## Permintaan A
Tulis ulang bagian teks tentang ISPO dan kelapa sawit mulai dari "ISPO untuk Meningkatkan" dan berakhir pada "Palm Oil (ISPO).", lalu ganti "memboikot" dengan "membatasi".
## Permintaan B
Menurut teks tentang ISPO dan kelapa sawit, apa yang telah memicu sejumlah negara Barat untuk memboikot impor kelapa sawit?

## Kutipan

—————

ISPO untuk Meningkatkan Tingkat Daya Saing Minyak Kelapa Sawit?
Sektor pertanian telah memainkan peran penting dalam kehidupan ekonomi nasional Indonesia. Salah satu sektor yang menjanjikan dan telah memberikan kontribusi signifikan terhadap pendapatan nasional adalah kelapa sawit. Bersama dengan pertumbuhannya yang kuat, perkembangan kelapa sawit mengundang kontroversi di komunitas internasional terkait masalah sosial, lingkungan, dan terakhir masalah penguasaan tanah. Kampanye negatif yang semakin meningkat memperkuat isu-isu negatif telah memicu sejumlah negara Barat untuk memboikot impor kelapa sawit. Masalah-masalah ini saat ini sedang diatasi dengan munculnya kelapa sawit berkelanjutan bersertifikasi yang indikatornya digunakan di Indonesia saat ini oleh Indonesian Sustainable Palm Oil (ISPO).

—————

## Data Tercatat
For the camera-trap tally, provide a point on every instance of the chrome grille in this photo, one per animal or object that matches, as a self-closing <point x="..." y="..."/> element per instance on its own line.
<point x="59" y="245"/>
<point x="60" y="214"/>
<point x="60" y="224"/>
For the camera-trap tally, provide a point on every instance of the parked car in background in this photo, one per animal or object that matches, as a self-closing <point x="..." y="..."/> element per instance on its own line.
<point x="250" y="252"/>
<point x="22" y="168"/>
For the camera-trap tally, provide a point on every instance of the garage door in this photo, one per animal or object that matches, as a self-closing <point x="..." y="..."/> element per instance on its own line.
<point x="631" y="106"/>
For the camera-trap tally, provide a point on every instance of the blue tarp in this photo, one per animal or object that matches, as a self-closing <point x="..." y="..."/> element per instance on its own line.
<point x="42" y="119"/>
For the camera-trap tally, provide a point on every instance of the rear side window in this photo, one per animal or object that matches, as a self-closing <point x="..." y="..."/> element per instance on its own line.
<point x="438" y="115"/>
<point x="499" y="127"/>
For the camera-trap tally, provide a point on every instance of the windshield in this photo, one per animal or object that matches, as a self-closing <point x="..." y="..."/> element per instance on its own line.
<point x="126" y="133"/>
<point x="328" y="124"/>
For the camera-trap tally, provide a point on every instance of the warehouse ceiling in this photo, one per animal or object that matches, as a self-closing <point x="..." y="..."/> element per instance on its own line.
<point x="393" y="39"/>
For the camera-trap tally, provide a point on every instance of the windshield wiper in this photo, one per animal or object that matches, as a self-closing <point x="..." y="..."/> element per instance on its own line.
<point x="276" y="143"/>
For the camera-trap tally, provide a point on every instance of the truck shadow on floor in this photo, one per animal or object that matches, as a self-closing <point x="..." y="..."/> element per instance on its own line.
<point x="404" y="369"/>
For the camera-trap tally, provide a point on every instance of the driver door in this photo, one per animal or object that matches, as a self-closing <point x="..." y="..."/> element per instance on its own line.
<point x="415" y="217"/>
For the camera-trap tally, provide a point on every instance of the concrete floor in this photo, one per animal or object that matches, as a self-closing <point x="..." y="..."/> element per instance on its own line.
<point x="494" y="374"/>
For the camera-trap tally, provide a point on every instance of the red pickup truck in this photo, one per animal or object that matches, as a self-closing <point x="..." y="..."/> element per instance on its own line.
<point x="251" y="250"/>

—————

## Jawaban A
ISPO untuk Meningkatkan Tingkat Daya Saing Minyak Kelapa Sawit?
Sektor pertanian telah memainkan peran penting dalam kehidupan ekonomi nasional Indonesia. Salah satu sektor yang menjanjikan dan telah memberikan kontribusi signifikan terhadap pendapatan nasional adalah kelapa sawit. Bersama dengan pertumbuhannya yang kuat, perkembangan kelapa sawit mengundang kontroversi di komunitas internasional terkait masalah sosial, lingkungan, dan terakhir masalah penguasaan tanah. Kampanye negatif yang semakin meningkat memperkuat isu-isu negatif telah memicu sejumlah negara Barat untuk membatasi impor kelapa sawit. Masalah-masalah ini saat ini sedang diatasi dengan munculnya kelapa sawit berkelanjutan bersertifikasi yang indikatornya digunakan di Indonesia saat ini oleh Indonesian Sustainable Palm Oil (ISPO).

## Jawaban B
Kampanye negatif yang semakin meningkat dan memperkuat isu-isu negatif.